• [STATED EXERCISE]
Tally the lines below that contain the string "fence", treating uppercase and lowercase as different, and give only the number.

• [DATA LINES]
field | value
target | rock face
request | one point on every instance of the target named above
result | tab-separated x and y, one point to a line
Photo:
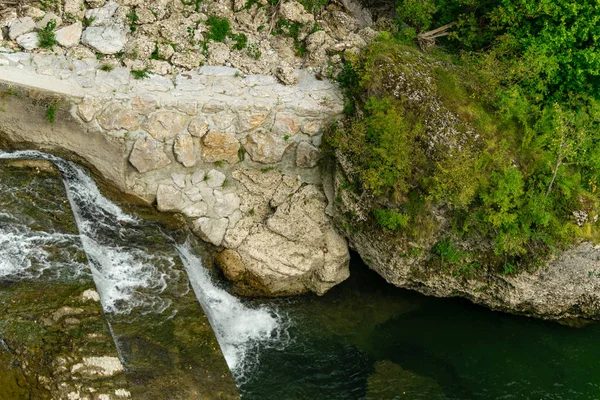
291	251
567	288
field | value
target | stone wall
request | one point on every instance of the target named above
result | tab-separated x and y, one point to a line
237	155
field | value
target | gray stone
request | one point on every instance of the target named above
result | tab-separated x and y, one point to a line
184	150
217	146
211	230
307	155
196	210
108	39
225	204
198	176
148	155
215	178
265	148
198	127
169	199
102	16
20	26
164	125
116	116
69	36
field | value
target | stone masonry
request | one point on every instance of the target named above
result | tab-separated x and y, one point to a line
236	154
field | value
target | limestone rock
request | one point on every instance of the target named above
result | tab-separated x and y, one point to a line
69	36
169	199
42	23
286	74
116	116
148	155
20	26
286	124
198	127
184	150
265	148
88	108
307	155
294	11
196	210
211	230
164	125
109	39
215	178
145	104
226	204
74	8
247	121
29	41
217	146
101	16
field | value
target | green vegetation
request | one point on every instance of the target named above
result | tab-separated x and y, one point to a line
106	67
51	113
241	41
140	73
219	29
497	127
46	35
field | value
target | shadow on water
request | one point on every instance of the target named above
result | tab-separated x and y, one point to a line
368	339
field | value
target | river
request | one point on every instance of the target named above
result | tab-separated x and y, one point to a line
364	339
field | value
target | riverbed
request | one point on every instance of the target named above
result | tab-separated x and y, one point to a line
364	339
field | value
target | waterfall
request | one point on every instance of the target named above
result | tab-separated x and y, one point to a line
127	276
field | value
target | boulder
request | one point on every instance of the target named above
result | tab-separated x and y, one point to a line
163	125
307	155
70	35
108	39
217	146
148	154
265	148
116	116
184	150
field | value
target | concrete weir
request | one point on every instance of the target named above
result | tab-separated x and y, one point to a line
237	155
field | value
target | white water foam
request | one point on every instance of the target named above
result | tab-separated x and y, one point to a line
240	330
120	272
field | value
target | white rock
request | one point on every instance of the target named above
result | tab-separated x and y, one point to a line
69	36
215	178
20	26
29	41
211	230
102	16
108	39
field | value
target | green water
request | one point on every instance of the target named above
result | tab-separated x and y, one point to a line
366	339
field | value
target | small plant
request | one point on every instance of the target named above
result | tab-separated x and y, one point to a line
241	41
220	28
51	113
253	51
391	220
46	35
88	21
106	67
133	18
140	73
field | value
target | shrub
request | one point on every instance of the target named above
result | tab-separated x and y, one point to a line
219	28
46	35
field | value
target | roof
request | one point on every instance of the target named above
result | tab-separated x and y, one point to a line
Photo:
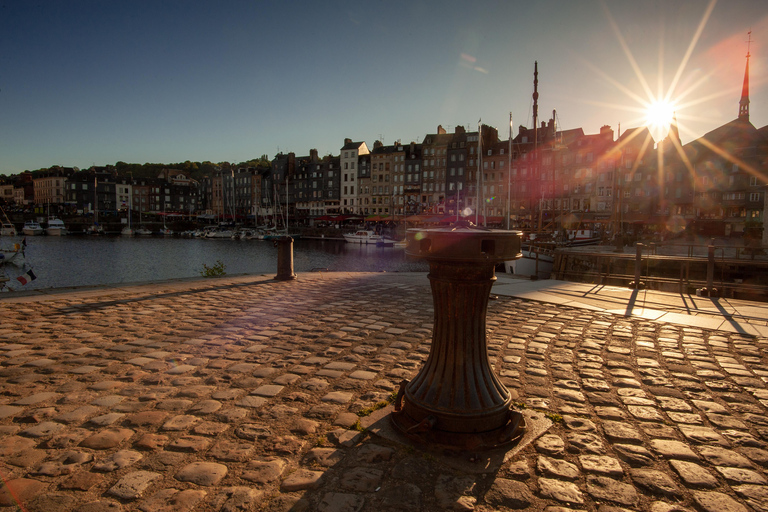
732	136
352	145
438	139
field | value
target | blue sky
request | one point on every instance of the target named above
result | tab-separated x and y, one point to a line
96	82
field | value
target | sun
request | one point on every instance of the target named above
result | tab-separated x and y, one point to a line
658	117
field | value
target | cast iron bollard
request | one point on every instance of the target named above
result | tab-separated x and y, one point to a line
284	246
456	400
637	284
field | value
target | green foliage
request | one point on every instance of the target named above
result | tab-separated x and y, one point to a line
215	270
554	417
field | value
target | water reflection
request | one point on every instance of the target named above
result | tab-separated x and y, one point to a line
81	261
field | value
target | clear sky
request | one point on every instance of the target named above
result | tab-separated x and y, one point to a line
96	82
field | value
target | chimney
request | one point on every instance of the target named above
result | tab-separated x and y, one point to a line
606	132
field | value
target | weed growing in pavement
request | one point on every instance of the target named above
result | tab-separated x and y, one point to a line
215	270
367	411
554	417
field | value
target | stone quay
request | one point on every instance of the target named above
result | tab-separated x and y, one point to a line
249	393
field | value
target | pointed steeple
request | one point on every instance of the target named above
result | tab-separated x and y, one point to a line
673	136
744	101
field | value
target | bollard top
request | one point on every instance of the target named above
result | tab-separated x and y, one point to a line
464	242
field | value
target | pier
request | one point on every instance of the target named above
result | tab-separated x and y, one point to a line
250	393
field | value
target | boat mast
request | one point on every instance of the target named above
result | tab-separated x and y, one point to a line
509	174
536	130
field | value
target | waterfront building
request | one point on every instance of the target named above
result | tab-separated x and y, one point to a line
332	185
382	164
364	178
398	179
49	186
412	179
300	187
349	156
315	184
456	170
6	192
434	157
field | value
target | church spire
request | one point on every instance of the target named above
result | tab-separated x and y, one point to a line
674	131
744	101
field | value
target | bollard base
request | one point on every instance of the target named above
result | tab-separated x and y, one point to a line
426	432
479	461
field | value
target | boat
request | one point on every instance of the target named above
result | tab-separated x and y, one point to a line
220	232
536	262
13	264
388	242
32	228
582	237
94	229
362	236
56	227
6	226
128	230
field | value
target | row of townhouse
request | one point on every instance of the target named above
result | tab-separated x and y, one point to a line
69	190
540	178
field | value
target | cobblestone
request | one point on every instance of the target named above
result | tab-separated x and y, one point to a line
243	394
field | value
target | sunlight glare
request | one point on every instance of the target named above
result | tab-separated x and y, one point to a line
658	118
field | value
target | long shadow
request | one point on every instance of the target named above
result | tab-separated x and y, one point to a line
728	316
149	296
94	306
631	302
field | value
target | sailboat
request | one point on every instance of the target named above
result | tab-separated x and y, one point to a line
6	226
95	229
128	231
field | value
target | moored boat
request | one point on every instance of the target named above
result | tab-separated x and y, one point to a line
32	228
362	236
56	227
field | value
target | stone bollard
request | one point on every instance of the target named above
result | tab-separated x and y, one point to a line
637	284
710	290
284	246
456	400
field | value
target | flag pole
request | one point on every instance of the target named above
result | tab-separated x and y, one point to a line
509	174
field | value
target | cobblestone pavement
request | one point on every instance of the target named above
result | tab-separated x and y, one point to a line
243	393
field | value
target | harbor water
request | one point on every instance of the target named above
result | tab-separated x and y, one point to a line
67	261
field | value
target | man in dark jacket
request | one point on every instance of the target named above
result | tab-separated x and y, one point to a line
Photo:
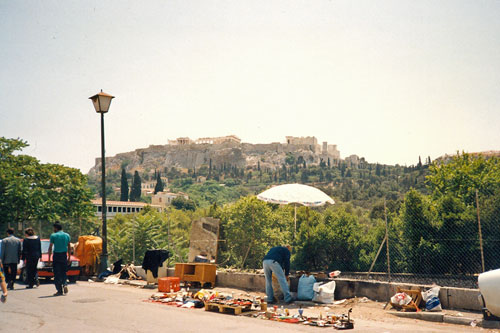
32	251
275	262
11	254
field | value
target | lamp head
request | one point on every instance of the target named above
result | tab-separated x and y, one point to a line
101	101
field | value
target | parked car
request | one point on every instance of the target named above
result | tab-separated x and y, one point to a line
44	268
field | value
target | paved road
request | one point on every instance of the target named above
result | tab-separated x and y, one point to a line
95	307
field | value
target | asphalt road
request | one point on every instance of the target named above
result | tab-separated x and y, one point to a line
95	307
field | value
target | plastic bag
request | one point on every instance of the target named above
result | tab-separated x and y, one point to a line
431	298
305	290
324	293
401	299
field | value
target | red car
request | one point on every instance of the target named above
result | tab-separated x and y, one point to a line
44	268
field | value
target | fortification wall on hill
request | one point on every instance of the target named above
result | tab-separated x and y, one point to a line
189	156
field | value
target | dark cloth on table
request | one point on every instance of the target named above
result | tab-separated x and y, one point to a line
154	259
32	248
105	274
281	255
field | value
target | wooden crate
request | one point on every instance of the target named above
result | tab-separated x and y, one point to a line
196	272
223	308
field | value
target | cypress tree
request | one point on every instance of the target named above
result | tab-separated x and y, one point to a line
124	186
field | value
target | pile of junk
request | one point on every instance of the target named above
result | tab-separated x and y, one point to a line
428	300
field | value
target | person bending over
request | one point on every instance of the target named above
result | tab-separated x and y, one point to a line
277	262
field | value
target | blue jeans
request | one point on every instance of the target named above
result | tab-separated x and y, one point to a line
60	266
273	267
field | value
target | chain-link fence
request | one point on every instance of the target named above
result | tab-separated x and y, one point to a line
444	240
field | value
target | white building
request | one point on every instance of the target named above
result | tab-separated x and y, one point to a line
121	207
165	198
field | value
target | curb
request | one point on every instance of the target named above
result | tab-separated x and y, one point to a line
440	317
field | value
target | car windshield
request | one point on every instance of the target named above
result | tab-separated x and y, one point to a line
45	246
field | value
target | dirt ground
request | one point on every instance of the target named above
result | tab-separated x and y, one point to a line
362	309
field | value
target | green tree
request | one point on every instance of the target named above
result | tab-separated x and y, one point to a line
35	194
251	228
124	186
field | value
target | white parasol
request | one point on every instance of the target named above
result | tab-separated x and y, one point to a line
297	194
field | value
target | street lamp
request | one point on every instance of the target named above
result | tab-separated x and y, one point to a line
101	102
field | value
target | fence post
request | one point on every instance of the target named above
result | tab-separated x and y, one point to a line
480	233
387	242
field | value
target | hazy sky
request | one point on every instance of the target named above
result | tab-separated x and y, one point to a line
387	80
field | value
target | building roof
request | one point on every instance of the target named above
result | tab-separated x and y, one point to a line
123	203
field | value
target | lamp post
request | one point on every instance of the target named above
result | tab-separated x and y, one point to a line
101	102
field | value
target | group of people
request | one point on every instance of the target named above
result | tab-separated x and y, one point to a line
12	250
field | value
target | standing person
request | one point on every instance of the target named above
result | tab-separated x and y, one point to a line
59	241
32	251
3	285
11	254
275	262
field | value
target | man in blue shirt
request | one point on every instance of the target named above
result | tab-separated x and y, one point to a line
59	241
275	262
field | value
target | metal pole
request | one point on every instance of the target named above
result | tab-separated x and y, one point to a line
480	233
387	242
133	240
295	219
104	255
376	256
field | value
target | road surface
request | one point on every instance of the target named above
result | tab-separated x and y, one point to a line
96	307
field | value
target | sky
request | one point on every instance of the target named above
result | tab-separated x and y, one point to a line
386	80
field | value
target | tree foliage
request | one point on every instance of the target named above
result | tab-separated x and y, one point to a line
36	194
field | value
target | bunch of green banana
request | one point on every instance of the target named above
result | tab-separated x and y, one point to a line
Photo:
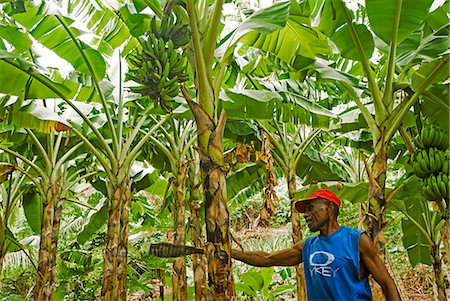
432	136
171	28
426	162
436	187
158	69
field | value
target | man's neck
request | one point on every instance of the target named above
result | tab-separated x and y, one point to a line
329	228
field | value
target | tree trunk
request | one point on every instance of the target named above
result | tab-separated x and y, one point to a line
115	255
2	247
374	220
210	140
56	227
45	285
444	207
179	280
198	261
297	236
438	273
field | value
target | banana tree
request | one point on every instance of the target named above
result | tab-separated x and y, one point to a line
425	245
10	196
52	179
289	146
175	145
390	102
114	146
204	26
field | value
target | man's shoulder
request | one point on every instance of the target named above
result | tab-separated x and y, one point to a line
352	231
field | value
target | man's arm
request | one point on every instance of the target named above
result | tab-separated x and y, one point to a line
377	268
286	257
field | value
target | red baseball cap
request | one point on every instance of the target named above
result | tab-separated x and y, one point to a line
318	194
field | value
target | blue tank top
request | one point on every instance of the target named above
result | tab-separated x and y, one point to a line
332	266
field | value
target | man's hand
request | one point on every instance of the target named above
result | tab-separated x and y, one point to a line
377	268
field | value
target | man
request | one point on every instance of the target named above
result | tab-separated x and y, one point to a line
337	262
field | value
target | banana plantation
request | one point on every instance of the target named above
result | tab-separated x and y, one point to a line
142	140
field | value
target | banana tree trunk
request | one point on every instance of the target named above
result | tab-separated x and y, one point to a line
198	261
218	249
297	236
56	227
445	230
179	280
439	278
2	248
374	220
115	255
45	285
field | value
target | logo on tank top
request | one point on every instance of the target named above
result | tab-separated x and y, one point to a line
319	262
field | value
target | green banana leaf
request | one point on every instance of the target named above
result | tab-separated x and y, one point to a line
264	21
276	29
381	15
18	73
343	40
18	39
61	35
263	104
40	118
421	74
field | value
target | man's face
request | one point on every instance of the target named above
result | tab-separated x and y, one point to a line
317	214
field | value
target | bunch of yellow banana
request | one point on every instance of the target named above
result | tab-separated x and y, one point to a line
432	136
158	69
431	162
436	187
428	162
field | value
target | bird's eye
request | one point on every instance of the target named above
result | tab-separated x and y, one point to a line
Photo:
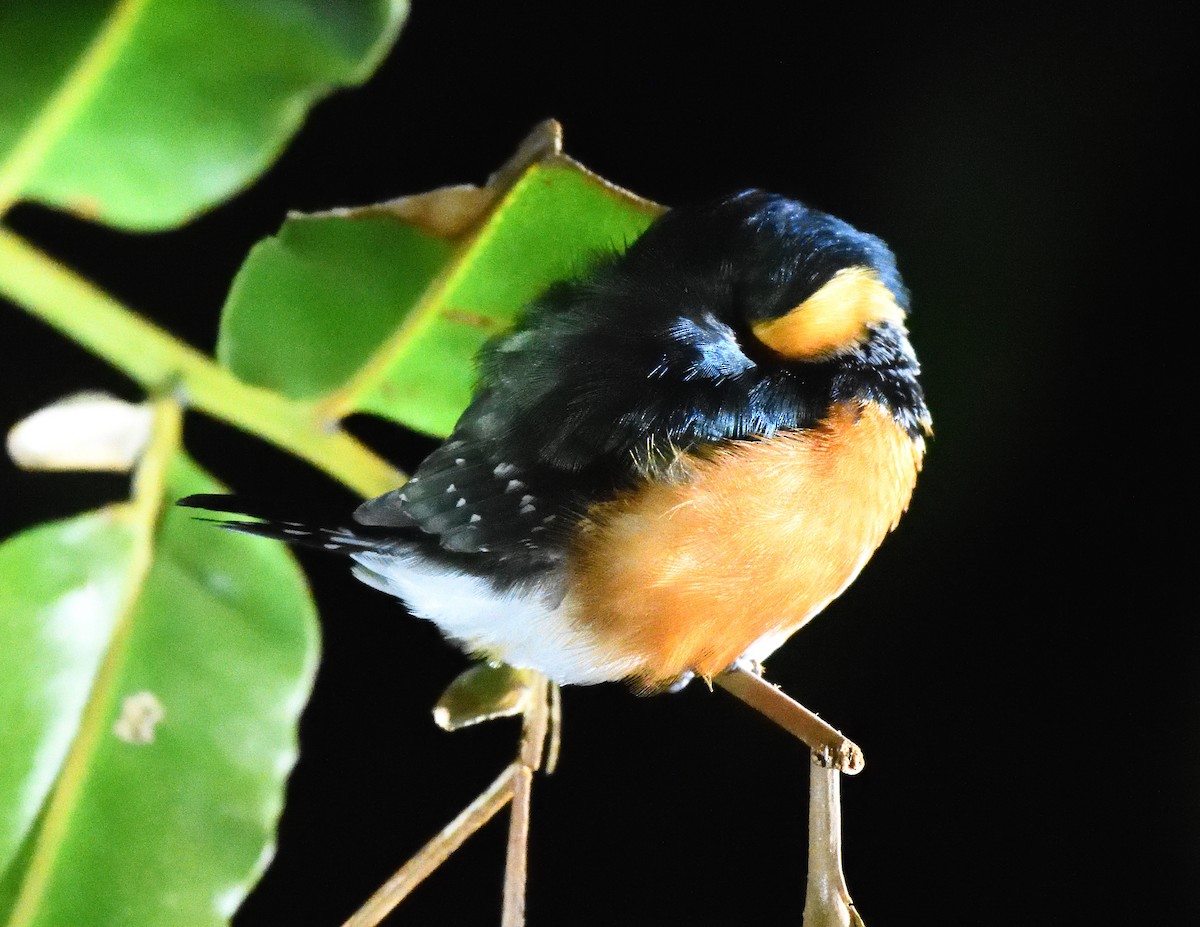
832	321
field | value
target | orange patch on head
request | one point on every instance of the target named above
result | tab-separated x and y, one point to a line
833	320
750	542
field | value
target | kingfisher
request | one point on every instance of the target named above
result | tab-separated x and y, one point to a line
670	464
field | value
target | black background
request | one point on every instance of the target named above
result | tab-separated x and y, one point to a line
1014	661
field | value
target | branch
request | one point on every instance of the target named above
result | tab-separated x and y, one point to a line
829	747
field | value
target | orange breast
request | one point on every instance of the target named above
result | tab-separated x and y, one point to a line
747	544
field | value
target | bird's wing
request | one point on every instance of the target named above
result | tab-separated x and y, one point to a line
474	498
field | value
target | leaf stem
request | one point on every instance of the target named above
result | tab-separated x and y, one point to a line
157	362
141	516
60	109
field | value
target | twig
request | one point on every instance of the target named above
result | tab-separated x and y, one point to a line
829	747
437	850
534	730
827	901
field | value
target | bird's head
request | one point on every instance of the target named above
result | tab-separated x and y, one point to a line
810	287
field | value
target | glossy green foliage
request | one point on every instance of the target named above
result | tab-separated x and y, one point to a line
142	113
147	716
383	310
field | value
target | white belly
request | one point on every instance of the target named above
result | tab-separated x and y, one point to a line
528	626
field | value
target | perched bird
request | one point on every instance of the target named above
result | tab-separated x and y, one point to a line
671	462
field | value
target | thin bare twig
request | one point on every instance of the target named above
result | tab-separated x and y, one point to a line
829	747
533	740
437	850
516	860
827	901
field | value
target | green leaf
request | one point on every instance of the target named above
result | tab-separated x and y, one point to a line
384	309
111	814
142	113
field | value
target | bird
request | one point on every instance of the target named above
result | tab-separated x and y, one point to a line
671	461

• [ANSWER TO THE PROBLEM]
2